• _The task_
Convert everything from the start of the material down to the line containing "470 224 550 328", both ends included, into a Markdown table with the columns Row and Content. Number each line in sequence and leave out blank lines.

• _Data to process_
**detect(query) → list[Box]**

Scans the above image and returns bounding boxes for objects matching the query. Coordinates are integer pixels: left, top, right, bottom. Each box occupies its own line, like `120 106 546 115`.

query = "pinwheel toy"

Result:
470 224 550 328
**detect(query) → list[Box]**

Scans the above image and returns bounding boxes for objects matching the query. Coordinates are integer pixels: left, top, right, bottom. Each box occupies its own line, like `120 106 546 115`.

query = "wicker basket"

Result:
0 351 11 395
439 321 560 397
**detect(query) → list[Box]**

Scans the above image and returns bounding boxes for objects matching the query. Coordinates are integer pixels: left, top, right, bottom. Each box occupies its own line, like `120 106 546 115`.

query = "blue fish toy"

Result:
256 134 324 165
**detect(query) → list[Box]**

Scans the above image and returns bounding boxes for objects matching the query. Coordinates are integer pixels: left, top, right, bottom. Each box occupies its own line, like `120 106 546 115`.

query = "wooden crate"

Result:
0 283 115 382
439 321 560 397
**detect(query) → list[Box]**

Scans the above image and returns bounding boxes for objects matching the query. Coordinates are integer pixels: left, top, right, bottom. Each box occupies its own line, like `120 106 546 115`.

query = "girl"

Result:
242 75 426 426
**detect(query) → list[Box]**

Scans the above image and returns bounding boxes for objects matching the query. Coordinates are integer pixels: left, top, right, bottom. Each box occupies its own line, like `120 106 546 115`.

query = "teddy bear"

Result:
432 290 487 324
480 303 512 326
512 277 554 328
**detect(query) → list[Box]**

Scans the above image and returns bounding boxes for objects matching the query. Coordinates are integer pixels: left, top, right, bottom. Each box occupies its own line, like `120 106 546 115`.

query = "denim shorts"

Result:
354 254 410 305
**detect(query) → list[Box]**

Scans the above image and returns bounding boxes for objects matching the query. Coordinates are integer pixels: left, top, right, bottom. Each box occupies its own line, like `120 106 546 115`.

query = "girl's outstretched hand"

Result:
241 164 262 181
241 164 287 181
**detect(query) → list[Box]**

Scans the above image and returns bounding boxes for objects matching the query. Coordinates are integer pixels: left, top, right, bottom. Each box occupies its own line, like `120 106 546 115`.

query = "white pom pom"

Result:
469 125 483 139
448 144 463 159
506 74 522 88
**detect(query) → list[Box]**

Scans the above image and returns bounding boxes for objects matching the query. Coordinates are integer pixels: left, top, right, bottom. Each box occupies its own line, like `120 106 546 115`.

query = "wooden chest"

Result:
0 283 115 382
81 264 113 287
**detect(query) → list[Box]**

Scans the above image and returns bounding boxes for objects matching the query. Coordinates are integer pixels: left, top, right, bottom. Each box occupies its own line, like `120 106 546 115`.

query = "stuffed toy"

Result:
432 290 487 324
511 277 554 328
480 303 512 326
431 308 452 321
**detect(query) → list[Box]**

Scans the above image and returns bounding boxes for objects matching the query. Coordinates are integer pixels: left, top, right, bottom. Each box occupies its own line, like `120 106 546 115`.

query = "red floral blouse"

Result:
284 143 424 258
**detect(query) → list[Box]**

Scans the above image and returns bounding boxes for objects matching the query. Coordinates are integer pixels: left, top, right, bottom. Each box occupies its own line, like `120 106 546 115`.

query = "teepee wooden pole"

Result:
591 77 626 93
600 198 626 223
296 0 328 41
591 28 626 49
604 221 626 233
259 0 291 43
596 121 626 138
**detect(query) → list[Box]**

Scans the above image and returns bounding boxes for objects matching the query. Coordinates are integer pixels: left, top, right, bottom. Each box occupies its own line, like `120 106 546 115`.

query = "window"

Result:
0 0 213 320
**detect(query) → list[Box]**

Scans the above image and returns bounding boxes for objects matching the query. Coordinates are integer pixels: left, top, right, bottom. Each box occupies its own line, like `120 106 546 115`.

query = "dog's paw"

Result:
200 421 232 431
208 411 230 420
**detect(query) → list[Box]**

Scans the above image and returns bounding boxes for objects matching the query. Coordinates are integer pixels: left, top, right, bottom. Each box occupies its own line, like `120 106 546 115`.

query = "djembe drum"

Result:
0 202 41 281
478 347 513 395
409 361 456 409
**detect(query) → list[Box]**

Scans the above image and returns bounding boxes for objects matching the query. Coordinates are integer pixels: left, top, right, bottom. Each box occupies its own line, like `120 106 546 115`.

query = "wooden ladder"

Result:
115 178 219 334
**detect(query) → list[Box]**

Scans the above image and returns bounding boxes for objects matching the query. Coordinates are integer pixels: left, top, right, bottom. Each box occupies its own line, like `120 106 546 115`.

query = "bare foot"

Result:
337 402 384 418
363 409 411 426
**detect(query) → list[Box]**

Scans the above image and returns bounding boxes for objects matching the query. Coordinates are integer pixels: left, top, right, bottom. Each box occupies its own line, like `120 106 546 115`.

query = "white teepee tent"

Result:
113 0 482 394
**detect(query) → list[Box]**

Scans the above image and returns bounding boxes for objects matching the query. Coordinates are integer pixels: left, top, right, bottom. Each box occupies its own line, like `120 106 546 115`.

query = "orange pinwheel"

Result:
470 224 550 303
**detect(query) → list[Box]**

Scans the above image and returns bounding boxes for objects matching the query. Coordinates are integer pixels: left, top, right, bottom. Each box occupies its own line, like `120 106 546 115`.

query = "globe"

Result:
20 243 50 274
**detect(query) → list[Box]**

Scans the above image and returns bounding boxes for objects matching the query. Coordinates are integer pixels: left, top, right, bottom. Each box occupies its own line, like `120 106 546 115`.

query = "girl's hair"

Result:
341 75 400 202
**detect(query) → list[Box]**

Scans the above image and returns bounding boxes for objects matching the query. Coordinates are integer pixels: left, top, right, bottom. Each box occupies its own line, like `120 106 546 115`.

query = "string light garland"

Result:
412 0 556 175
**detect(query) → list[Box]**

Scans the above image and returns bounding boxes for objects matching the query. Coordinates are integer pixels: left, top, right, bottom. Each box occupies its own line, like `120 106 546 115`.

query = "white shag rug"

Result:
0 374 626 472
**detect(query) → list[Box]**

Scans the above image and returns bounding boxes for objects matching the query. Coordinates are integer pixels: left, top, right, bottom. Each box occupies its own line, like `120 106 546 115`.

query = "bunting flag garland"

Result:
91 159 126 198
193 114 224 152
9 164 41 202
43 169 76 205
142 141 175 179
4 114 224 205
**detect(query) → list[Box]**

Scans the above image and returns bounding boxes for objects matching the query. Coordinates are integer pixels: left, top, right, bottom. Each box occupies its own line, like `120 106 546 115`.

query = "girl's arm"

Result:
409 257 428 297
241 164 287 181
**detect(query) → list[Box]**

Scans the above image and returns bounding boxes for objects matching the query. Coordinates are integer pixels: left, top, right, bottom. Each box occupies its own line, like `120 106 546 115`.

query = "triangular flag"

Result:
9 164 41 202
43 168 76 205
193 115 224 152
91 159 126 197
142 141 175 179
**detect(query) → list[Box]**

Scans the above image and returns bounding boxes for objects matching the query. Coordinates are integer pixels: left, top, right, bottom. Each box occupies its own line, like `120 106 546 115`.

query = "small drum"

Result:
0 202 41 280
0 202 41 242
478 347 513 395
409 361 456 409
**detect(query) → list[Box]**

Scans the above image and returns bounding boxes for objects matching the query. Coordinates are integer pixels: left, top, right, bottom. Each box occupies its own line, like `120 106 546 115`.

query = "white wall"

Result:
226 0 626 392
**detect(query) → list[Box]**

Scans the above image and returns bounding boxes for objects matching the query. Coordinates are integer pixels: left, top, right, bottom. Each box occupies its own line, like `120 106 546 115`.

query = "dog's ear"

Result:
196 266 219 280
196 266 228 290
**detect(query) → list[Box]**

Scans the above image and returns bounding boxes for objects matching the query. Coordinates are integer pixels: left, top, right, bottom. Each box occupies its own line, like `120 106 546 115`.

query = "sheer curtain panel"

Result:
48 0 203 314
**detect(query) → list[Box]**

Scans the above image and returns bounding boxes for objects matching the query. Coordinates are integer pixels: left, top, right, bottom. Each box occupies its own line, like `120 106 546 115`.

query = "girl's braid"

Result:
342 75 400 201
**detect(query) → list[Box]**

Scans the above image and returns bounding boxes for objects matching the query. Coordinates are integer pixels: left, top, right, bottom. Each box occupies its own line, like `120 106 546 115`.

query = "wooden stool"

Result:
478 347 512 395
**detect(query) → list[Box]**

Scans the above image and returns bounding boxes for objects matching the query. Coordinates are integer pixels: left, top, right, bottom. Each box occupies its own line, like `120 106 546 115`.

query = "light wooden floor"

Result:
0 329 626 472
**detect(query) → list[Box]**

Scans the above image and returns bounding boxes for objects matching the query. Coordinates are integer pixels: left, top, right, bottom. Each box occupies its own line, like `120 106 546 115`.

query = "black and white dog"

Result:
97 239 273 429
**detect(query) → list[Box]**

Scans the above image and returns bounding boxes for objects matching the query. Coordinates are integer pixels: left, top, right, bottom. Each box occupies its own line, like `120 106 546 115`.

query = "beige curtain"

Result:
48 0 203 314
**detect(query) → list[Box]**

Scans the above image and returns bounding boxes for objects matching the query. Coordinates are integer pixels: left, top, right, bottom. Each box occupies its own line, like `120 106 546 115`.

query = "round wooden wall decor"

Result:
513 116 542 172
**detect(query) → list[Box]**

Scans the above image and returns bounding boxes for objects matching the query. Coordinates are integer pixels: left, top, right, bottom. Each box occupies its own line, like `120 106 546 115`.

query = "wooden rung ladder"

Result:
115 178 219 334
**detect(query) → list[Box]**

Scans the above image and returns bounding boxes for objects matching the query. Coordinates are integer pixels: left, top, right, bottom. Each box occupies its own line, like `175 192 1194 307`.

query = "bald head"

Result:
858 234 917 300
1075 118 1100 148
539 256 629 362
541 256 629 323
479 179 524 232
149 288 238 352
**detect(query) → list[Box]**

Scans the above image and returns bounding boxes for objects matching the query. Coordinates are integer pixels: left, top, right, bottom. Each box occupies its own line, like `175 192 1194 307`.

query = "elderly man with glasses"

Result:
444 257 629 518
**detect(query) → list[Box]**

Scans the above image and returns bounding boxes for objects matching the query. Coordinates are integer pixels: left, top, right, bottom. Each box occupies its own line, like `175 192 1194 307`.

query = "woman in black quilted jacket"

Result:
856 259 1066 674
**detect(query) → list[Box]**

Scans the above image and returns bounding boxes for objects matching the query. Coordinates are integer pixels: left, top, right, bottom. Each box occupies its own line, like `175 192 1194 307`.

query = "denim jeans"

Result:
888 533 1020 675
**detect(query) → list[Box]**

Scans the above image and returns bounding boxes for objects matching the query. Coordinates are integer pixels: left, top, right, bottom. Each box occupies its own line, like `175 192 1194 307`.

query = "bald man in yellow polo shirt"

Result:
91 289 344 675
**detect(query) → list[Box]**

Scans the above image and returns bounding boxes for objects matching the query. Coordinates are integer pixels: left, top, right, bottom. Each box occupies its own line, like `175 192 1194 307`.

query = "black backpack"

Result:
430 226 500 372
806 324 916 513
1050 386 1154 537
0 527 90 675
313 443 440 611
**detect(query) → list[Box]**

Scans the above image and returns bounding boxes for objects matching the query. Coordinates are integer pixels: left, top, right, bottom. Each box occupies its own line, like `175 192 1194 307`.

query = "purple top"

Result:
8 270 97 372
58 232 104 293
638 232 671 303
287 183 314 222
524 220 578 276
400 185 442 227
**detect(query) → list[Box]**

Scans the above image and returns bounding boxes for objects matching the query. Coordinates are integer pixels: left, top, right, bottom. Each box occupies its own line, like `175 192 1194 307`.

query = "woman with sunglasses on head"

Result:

• _Result for this exercise_
| Row | Content |
|---|---|
| 1 | **detect(query) → list[Box]** |
| 2 | Scans the above image and returns bounding boxes for objects matching the query. Coordinates are integer pixels: left, top, right, bottom. Each box occupies its own line, like `120 106 546 115`. |
| 3 | query = "pinwheel toy" |
| 4 | Result: |
| 5 | 470 224 550 328 |